■ THE TASK: Please give the stretch of records from the line containing "outline harness shoulder strap" through the line containing "182L256 175L238 166L228" as a JSON list of strings, one string per line, leaving out blank lines.

* * * * * * * * *

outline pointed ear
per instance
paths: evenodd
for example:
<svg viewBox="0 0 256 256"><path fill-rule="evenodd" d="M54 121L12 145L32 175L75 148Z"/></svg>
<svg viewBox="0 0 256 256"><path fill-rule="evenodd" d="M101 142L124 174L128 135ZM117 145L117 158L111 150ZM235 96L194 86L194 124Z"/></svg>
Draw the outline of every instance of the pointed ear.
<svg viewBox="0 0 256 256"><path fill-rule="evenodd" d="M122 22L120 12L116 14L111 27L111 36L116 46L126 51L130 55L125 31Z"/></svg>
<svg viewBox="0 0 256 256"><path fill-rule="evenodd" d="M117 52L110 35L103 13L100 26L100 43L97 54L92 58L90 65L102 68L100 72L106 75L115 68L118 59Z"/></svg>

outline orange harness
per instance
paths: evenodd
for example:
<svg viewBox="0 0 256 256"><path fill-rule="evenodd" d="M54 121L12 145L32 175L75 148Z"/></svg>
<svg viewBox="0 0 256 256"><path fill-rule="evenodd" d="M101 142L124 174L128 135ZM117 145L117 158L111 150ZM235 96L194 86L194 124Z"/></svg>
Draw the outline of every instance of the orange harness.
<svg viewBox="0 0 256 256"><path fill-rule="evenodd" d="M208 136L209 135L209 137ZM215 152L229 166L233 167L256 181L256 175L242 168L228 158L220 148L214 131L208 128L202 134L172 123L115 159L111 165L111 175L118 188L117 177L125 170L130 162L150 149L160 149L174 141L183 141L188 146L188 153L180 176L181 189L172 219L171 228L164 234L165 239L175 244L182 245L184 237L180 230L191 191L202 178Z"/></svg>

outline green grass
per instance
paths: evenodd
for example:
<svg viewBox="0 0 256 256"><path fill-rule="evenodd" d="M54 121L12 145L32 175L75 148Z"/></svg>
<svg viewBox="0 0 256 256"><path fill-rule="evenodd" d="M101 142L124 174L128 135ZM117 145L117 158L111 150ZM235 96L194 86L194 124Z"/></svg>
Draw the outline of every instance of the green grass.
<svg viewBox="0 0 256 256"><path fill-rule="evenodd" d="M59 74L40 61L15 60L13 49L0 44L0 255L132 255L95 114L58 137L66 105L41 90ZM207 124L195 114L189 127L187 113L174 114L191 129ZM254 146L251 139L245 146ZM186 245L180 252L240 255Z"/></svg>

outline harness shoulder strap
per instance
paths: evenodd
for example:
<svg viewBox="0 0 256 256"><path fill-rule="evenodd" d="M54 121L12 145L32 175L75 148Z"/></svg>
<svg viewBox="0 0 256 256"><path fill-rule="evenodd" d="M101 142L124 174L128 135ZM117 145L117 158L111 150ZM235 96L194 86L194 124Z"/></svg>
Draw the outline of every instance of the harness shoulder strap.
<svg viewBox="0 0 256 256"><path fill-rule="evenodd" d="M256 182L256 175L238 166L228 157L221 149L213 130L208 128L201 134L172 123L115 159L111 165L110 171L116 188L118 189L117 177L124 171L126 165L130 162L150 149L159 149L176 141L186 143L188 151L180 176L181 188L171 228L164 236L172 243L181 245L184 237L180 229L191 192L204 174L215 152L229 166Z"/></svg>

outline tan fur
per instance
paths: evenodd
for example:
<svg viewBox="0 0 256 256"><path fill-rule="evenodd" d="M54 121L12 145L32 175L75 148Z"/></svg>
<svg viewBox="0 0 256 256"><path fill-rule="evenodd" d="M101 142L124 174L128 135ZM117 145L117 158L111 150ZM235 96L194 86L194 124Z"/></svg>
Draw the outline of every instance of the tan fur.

* * * * * * * * *

■ FINISHED ANSWER:
[
  "outline harness shoulder strap",
  "per instance",
  "paths: evenodd",
  "for example:",
  "<svg viewBox=\"0 0 256 256\"><path fill-rule=\"evenodd\" d=\"M54 121L12 145L32 175L75 148Z\"/></svg>",
  "<svg viewBox=\"0 0 256 256\"><path fill-rule=\"evenodd\" d=\"M101 142L124 174L128 135ZM117 145L117 158L111 150ZM235 96L194 86L194 124Z\"/></svg>",
  "Draw the outline of every instance of the harness shoulder strap.",
  "<svg viewBox=\"0 0 256 256\"><path fill-rule=\"evenodd\" d=\"M256 182L256 175L238 166L228 157L221 149L213 130L208 128L201 134L172 123L115 159L111 165L110 171L116 188L118 189L117 177L124 171L126 165L130 162L150 149L159 149L176 141L186 143L188 151L180 176L181 188L171 228L164 236L172 243L181 245L184 237L180 229L191 192L204 174L215 152L229 166Z\"/></svg>"
]